**What you need to do:**
Will you give every entry again exactly as it stands?

**Given records:**
* * * *
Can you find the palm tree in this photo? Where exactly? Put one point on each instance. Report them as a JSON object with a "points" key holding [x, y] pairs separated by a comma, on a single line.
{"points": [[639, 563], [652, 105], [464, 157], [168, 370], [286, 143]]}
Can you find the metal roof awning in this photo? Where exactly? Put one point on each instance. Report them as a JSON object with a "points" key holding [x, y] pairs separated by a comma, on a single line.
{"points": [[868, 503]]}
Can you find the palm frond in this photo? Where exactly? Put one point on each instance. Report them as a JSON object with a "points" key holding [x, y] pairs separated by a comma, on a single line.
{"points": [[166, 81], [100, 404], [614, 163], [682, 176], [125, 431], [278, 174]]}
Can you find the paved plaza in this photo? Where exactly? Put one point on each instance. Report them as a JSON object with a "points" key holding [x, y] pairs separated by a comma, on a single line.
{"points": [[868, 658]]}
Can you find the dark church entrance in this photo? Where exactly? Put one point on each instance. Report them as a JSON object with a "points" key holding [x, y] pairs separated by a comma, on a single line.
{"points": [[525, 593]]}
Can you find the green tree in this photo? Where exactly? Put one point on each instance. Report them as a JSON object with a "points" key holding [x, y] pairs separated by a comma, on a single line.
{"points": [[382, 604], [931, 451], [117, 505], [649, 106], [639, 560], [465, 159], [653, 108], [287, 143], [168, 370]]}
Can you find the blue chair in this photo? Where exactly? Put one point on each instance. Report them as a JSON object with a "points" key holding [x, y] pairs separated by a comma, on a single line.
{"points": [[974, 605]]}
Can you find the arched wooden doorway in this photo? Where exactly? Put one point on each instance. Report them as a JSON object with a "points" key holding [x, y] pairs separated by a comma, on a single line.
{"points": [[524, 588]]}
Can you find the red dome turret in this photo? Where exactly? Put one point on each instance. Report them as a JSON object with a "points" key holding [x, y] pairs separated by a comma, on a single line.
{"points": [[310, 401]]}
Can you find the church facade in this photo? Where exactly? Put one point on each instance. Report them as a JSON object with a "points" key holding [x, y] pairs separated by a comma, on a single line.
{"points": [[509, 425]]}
* * * *
**Exercise solution:**
Can you find the palm tree in this photo? Where exactly? Put one point on each instance. Report them as a JSON object with a "points" key holding [x, y] pairs separated by a comma, on a single line.
{"points": [[639, 563], [652, 105], [464, 157], [168, 370], [286, 143]]}
Can you find the metal roof awning in this photo? Where exactly? Put one point on each instance. Report them as a JSON object with a "points" key holding [x, y] pairs separated by a comma, on a single line.
{"points": [[868, 503]]}
Can you find the palm frond in this photo? Where exactly? Put one point on each instance. Report them as a JSON object with a "points" key holding [x, y] pairs separated by a comma, on a single line.
{"points": [[166, 81], [100, 404], [614, 163], [682, 176], [125, 431], [278, 174]]}
Can you find the paved plaza in this photo? Where exactly? Put one point on each instance. Report them as a JSON object with a "points" key holding [x, y] pairs separated by a comma, on a single line.
{"points": [[868, 658]]}
Can you find the dark church entrance in this photo? Where exactly? Put one point on each instance. Report them as a JSON object with a "points" key holding [x, y] pairs separated by a comma, on a single line.
{"points": [[525, 593]]}
Can you find the green tree in this photo? Where exactly? Put one point on each instance. Report them as a JSON object with a "points" key holding [x, y] pairs separated by a comma, on a single line.
{"points": [[382, 604], [931, 451], [117, 505], [649, 106], [639, 560], [465, 159], [653, 108], [287, 143], [168, 370]]}
Can you find the blue chair in this photo? Where exactly? Put one point on each instance. Report them as a JSON object with a "points" key holding [x, y] pairs separated by a comma, on a single line.
{"points": [[974, 605]]}
Can you find the arched wooden doorway in this photo? Where exactly? Put one point on each instance. Report them as a JSON object with a "points" key holding [x, y] pairs separated by a comma, on a single line.
{"points": [[524, 588]]}
Can you find the red dome turret in this photo? Where exactly? Put one point on each instance. Report them as a JSON object with a "points" key holding [x, y] pairs separated by a comma, on a single line.
{"points": [[310, 401]]}
Can you find the church facade in this photo? Where exactly? Put one point on each instance. Report them as a JSON object with a "points" key holding [x, y] pairs separated by a comma, on a single line.
{"points": [[509, 425]]}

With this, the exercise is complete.